◆ **Source text**:

[Start]

Skip to content

charakageethal/learn2fix-journal-ext

Folders and files

NameName
Last commit message
Last commit date

Latest commit

 
 
 
 
 
 
 
 
 
 
 
 
 

Repository files navigation

learn2fix-journal-ext

Learn2Fix is a human-in-the-loop Automatic Program Repair (APR) technique for programs taking numeric inputs. In this journal extension, Learn2Fix is tested with different classification algorithms, in addition to INCAL, and one more automated program repair tool, Angelix. Also, the impact of incorrectly labelled test on oracle learning and APR is tested as well. Moreover, we have created an interactive user interface that works with the steve error in the triangle classification problem.

Learn2Fix is tested with the following classification algorithm in machine learning.

  1. INCAL (Incremental SMT Constraint Learner)
  2. Decision Tree
  3. AdaBoost
  4. Support Vector Machines
  5. Naïve Bayes
  6. Neural networks (Two configurations)

We use GenProg(Paper,Tool) and Angelix(Paper,Tool) for the APR experiments.

[End]

◆ **Requirement 1**: Arrange the entries below as a numbered list with blank lines left out, starting with the line containing "Can you find the green leaf?" and ending with the line containing "Can you find the bush", both included.

◆ **Provided data**:
[Start]

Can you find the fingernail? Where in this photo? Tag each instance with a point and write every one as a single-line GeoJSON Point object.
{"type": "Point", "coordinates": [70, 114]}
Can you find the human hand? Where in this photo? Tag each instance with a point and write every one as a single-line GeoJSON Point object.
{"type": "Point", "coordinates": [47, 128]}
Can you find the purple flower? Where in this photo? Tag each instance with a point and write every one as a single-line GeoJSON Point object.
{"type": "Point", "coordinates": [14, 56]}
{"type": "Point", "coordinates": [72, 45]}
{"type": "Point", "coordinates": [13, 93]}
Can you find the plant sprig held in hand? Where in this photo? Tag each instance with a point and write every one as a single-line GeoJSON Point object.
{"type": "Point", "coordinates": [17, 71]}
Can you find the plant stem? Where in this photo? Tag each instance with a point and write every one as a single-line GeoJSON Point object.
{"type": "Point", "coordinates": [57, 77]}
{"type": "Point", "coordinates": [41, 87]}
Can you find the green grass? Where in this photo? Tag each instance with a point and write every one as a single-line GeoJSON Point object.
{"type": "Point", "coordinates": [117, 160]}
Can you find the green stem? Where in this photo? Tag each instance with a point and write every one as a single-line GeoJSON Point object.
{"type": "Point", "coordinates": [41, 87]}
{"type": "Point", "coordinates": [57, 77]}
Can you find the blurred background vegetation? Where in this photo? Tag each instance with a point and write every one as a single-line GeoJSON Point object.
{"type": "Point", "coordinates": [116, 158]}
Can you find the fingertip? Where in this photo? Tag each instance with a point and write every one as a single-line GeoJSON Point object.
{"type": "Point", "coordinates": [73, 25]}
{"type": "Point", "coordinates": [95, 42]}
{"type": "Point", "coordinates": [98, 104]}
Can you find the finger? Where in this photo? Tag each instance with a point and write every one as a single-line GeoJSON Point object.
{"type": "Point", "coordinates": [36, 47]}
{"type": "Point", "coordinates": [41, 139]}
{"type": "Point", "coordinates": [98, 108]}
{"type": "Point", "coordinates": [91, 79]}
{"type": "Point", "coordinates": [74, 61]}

[End]
[Start]

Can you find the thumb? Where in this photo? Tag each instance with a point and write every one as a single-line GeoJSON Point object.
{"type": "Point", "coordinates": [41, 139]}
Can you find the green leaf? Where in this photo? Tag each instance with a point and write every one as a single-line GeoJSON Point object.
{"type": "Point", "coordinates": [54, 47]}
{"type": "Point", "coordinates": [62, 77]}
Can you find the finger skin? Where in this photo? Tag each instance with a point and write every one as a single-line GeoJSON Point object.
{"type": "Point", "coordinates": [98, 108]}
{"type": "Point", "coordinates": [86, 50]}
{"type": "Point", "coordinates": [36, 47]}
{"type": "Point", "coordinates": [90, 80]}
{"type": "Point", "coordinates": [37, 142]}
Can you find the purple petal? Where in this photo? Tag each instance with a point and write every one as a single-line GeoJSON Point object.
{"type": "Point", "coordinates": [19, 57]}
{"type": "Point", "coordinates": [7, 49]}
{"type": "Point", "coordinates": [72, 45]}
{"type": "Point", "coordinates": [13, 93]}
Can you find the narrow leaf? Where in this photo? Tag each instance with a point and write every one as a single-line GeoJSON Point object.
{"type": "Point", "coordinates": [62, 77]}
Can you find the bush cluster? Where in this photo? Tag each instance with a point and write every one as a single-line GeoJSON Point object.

[End]

◆ **Requirement 2**: Copy the passage of the Learn2Fix repository page above word for word, starting with the words "1. INCAL (Incremental" and ending with the words "networks (Two configurations)".

◆ **Worked answer 1**:
1. Can you find the green leaf? Where in this photo? Tag each instance with a point and write every one as a single-line GeoJSON Point object.
2. {"type": "Point", "coordinates": [54, 47]}
3. {"type": "Point", "coordinates": [62, 77]}
4. Can you find the finger skin? Where in this photo? Tag each instance with a point and write every one as a single-line GeoJSON Point object.
5. {"type": "Point", "coordinates": [98, 108]}
6. {"type": "Point", "coordinates": [86, 50]}
7. {"type": "Point", "coordinates": [36, 47]}
8. {"type": "Point", "coordinates": [90, 80]}
9. {"type": "Point", "coordinates": [37, 142]}
10. Can you find the purple petal? Where in this photo? Tag each instance with a point and write every one as a single-line GeoJSON Point object.
11. {"type": "Point", "coordinates": [19, 57]}
12. {"type": "Point", "coordinates": [7, 49]}
13. {"type": "Point", "coordinates": [72, 45]}
14. {"type": "Point", "coordinates": [13, 93]}
15. Can you find the narrow leaf? Where in this photo? Tag each instance with a point and write every one as a single-line GeoJSON Point object.
16. {"type": "Point", "coordinates": [62, 77]}
17. Can you find the bush cluster? Where in this photo? Tag each instance with a point and write every one as a single-line GeoJSON Point object.

◆ **Worked answer 2**:
1. INCAL (Incremental SMT Constraint Learner)
  2. Decision Tree
  3. AdaBoost
  4. Support Vector Machines
  5. Naïve Bayes
  6. Neural networks (Two configurations)